→ Provided records
▬▬▬▬▬▬
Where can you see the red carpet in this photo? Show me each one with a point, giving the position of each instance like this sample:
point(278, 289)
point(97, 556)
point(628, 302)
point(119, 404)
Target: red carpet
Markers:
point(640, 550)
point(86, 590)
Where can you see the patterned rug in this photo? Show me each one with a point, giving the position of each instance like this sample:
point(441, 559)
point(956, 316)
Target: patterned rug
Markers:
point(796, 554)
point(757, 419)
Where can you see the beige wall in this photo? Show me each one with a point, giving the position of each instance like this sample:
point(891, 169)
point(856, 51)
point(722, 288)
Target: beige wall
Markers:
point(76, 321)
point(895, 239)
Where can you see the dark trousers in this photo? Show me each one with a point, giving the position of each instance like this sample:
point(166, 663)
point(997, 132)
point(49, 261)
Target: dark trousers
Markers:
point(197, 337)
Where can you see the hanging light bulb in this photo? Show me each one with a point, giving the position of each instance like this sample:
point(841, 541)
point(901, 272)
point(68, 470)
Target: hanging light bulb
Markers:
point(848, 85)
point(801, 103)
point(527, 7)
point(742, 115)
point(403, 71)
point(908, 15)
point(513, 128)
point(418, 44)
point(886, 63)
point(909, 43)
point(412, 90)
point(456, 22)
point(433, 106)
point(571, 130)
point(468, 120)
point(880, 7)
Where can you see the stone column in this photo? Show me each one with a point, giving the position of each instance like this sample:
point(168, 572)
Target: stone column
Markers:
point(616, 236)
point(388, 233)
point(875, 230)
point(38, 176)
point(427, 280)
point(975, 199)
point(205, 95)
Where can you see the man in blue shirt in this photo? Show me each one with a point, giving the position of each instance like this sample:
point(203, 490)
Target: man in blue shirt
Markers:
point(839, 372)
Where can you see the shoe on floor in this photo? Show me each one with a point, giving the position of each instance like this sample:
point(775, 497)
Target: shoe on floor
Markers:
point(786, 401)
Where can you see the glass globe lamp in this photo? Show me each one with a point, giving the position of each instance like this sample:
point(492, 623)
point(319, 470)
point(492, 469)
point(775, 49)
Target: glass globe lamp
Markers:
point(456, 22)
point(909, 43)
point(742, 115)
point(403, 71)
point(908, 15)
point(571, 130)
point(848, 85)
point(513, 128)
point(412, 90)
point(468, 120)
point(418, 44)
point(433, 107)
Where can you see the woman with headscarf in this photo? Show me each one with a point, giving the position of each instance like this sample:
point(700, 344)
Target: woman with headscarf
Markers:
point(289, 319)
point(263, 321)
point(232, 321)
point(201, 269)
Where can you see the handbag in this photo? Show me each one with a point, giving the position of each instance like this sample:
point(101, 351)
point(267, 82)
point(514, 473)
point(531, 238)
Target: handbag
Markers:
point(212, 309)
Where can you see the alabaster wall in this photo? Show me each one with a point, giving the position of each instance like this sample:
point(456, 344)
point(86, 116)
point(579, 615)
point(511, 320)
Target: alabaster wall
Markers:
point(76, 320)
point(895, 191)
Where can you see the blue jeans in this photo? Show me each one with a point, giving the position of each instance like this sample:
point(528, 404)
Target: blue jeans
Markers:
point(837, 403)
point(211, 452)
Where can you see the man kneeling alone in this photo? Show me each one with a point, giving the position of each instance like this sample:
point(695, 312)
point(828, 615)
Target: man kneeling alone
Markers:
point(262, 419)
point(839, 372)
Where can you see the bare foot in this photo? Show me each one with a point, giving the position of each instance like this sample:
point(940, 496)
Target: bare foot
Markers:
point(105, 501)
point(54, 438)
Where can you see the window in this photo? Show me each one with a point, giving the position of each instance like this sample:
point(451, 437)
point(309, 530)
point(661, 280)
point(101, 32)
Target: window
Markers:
▬▬▬▬▬▬
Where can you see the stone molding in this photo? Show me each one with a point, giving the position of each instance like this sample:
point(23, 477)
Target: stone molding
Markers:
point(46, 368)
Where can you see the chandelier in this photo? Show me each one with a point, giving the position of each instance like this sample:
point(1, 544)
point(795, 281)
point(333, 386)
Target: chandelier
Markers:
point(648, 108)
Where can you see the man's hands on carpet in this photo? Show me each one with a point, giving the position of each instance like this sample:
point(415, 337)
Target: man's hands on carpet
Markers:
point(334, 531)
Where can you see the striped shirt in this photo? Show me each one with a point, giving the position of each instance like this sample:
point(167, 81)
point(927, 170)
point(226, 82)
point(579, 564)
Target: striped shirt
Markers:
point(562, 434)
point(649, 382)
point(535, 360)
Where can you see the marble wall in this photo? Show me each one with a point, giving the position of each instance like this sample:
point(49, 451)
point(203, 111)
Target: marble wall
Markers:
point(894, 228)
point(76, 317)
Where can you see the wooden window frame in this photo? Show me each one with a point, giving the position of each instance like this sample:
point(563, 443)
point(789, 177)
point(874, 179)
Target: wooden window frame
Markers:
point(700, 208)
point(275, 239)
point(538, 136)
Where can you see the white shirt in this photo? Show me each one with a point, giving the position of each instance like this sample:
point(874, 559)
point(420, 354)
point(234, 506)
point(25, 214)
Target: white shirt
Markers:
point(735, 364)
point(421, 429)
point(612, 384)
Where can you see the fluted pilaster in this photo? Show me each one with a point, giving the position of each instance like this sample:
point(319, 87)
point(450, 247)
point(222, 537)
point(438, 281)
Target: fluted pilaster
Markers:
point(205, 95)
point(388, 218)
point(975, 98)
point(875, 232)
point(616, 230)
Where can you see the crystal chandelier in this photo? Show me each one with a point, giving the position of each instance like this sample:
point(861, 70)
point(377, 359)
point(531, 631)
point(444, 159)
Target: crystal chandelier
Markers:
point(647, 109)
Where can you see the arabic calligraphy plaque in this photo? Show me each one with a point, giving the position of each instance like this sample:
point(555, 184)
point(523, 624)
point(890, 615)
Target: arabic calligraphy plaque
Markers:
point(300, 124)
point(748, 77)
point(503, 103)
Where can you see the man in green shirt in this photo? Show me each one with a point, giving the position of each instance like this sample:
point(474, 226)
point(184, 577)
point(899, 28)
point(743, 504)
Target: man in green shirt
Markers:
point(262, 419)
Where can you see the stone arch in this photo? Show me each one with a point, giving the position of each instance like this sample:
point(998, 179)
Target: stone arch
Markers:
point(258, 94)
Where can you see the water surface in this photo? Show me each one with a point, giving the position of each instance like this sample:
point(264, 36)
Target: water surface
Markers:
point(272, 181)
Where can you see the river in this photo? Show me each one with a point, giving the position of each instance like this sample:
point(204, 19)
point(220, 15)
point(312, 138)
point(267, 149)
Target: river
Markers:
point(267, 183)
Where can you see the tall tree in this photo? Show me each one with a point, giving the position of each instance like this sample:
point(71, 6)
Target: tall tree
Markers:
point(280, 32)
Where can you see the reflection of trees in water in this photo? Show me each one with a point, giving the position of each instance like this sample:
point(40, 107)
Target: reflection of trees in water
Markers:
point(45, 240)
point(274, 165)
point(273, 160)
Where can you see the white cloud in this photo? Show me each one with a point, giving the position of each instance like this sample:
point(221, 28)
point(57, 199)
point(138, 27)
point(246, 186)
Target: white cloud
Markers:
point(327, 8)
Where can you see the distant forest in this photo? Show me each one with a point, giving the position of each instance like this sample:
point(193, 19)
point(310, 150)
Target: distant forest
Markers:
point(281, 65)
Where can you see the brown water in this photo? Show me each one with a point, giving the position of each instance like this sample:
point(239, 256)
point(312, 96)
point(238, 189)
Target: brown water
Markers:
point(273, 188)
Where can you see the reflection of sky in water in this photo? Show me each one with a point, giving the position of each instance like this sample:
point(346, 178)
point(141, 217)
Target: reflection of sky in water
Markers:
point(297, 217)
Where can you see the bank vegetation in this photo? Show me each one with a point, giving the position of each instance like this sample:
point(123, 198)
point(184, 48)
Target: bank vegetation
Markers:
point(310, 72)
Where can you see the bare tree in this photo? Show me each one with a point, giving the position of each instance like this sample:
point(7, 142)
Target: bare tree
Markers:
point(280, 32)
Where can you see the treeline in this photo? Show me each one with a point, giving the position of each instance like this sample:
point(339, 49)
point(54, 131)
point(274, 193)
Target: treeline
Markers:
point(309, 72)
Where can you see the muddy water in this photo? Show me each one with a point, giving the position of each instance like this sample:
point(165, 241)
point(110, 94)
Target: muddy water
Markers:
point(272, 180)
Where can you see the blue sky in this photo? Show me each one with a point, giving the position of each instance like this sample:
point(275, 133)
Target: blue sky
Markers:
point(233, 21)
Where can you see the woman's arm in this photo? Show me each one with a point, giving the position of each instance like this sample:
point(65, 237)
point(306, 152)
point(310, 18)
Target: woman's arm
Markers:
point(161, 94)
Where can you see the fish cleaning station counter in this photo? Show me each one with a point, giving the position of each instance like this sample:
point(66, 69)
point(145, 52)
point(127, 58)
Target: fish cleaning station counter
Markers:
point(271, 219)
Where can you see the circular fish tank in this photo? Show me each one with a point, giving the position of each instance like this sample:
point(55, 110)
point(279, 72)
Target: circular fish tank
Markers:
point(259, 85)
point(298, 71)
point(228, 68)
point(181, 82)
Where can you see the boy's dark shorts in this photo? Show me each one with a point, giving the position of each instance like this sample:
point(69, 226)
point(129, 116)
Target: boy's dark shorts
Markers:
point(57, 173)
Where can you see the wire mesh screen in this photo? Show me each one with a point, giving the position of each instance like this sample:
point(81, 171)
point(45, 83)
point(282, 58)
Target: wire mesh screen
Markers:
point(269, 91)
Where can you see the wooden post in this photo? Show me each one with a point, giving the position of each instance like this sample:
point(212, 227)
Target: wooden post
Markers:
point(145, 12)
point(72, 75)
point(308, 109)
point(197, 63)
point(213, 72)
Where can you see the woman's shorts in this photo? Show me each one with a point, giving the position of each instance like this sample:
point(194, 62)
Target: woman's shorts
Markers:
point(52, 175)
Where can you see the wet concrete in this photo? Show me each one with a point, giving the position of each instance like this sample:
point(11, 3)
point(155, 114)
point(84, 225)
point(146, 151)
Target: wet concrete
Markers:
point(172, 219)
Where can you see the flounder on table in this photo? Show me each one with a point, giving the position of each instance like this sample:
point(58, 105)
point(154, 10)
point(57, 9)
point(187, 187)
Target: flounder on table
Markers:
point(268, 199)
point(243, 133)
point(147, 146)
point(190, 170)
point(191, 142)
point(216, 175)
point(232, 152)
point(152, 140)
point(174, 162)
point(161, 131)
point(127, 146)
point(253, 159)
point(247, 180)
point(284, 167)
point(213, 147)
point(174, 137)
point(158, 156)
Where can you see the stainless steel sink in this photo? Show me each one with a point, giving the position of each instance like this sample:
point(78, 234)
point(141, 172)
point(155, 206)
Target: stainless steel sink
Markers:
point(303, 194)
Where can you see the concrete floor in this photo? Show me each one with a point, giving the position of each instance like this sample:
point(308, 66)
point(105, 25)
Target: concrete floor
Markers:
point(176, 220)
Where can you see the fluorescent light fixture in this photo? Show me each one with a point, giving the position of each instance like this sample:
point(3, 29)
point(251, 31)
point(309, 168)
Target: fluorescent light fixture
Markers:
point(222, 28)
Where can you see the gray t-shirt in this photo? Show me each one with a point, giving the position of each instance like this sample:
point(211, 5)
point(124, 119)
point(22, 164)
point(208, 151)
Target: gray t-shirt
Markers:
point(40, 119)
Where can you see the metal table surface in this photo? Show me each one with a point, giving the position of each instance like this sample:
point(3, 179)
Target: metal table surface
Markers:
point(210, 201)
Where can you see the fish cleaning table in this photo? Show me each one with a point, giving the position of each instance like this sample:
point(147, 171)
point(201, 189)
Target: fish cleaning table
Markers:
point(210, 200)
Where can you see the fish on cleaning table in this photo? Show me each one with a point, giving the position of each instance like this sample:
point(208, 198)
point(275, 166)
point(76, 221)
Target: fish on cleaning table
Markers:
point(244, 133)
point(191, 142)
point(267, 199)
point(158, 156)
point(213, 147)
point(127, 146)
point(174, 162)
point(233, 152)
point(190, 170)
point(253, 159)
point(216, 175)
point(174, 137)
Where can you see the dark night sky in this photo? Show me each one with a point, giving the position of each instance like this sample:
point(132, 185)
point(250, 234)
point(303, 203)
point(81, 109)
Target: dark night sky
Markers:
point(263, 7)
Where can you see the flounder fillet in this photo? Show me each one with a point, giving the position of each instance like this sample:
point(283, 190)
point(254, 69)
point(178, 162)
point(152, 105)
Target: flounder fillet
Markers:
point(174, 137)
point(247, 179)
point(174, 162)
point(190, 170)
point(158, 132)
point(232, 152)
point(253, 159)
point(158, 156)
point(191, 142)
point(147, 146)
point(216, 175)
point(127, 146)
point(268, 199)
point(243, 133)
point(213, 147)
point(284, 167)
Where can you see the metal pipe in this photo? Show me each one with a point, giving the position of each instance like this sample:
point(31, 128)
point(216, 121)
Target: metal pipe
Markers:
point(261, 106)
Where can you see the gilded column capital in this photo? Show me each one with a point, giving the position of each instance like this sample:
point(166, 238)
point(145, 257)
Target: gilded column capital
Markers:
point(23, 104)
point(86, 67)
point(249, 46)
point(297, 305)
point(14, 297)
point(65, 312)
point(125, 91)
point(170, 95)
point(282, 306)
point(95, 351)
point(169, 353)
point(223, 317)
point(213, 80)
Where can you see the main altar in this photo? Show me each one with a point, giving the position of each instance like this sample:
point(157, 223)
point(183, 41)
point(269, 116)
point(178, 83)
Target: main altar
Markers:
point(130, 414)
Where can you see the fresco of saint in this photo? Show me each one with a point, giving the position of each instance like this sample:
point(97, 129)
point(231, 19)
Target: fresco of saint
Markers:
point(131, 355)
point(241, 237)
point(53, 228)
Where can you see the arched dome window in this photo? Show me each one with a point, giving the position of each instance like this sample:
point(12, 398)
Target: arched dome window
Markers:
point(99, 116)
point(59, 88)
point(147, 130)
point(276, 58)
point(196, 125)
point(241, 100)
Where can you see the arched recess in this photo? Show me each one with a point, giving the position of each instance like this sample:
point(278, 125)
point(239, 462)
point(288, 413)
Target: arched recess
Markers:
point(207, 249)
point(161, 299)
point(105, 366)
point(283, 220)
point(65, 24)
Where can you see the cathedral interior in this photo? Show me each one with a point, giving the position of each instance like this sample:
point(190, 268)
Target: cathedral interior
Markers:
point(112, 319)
▬▬▬▬▬▬
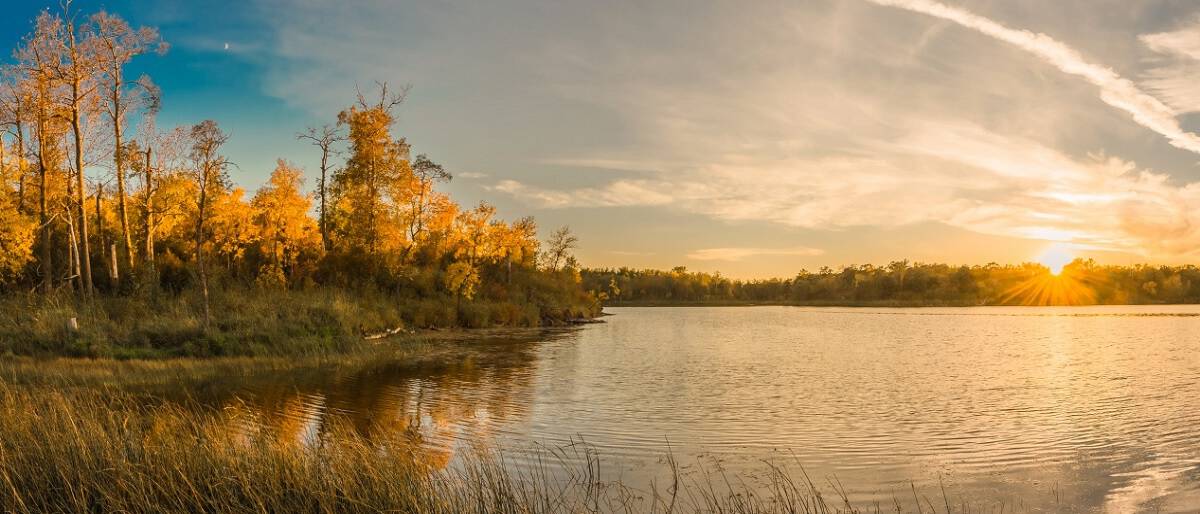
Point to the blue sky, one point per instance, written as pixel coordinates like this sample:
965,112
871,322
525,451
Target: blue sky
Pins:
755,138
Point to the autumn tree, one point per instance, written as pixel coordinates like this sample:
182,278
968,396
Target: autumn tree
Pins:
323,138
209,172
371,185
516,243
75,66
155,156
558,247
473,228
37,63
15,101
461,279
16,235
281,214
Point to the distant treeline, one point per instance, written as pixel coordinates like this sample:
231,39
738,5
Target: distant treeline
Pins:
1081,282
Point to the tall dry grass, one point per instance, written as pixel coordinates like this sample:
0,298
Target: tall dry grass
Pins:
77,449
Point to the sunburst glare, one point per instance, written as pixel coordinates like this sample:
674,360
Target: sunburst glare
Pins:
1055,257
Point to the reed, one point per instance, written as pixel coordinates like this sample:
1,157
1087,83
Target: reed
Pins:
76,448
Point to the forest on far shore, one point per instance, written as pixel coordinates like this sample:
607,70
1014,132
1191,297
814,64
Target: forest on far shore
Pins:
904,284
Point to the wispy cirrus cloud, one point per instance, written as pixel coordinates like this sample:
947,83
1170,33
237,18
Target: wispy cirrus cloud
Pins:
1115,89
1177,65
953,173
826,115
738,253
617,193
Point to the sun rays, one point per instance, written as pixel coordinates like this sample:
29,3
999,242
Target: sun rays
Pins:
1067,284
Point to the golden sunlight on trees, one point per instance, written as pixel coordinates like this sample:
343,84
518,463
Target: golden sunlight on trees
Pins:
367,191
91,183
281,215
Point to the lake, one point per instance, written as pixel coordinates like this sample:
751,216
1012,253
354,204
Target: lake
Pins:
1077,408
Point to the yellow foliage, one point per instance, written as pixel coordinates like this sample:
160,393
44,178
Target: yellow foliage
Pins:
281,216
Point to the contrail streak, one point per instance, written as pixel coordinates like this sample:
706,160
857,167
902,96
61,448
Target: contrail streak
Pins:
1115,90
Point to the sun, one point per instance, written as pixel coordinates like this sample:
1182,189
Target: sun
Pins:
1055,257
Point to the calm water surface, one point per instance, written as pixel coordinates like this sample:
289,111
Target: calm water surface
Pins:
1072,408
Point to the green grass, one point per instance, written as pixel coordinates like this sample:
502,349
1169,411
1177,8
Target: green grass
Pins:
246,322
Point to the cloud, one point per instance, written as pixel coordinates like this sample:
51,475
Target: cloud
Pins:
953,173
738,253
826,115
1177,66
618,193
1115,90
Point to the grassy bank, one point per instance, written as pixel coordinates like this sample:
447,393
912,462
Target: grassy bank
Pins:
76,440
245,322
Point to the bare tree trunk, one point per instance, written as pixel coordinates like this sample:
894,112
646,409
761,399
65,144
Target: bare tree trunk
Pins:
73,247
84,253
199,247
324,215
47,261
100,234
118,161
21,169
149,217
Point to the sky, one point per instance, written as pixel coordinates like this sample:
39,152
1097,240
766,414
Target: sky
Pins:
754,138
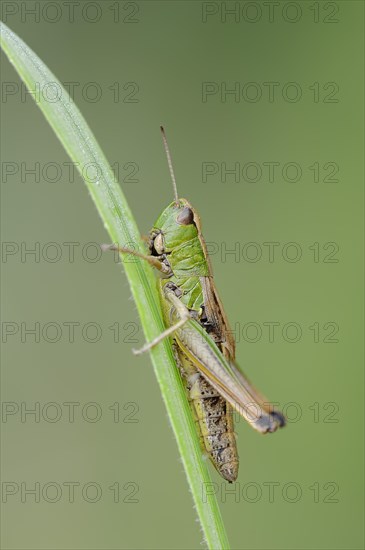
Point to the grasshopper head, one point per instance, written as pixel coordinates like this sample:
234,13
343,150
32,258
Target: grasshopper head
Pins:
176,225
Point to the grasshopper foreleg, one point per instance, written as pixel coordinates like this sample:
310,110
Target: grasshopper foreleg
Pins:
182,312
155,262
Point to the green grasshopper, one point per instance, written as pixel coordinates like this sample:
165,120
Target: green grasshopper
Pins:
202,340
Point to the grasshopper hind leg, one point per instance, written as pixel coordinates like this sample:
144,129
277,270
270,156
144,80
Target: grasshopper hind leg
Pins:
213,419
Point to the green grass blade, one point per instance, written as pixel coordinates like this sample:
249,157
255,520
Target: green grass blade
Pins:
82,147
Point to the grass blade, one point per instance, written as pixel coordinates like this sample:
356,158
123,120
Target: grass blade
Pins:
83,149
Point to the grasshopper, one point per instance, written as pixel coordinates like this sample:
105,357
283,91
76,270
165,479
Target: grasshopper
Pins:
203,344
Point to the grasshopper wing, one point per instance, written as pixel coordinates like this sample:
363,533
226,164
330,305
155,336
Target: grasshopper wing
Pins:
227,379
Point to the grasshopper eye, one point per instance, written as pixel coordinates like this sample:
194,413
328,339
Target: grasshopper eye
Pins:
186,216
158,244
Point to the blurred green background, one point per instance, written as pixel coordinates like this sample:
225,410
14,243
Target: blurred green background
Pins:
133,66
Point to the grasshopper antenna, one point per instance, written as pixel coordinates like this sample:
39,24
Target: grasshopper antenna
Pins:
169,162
▬▬▬▬▬▬
→ Exercise details
Please return, word for word, the rows above that start with the line containing "Where can you see the distant" and run through the line containing "point(281, 65)", including both of those lines.

→ Finished exercise
Where can you see the distant forest in this photo? Show me each one with a point, giving the position of each instance like this sample:
point(193, 19)
point(310, 150)
Target: distant forest
Markers:
point(281, 65)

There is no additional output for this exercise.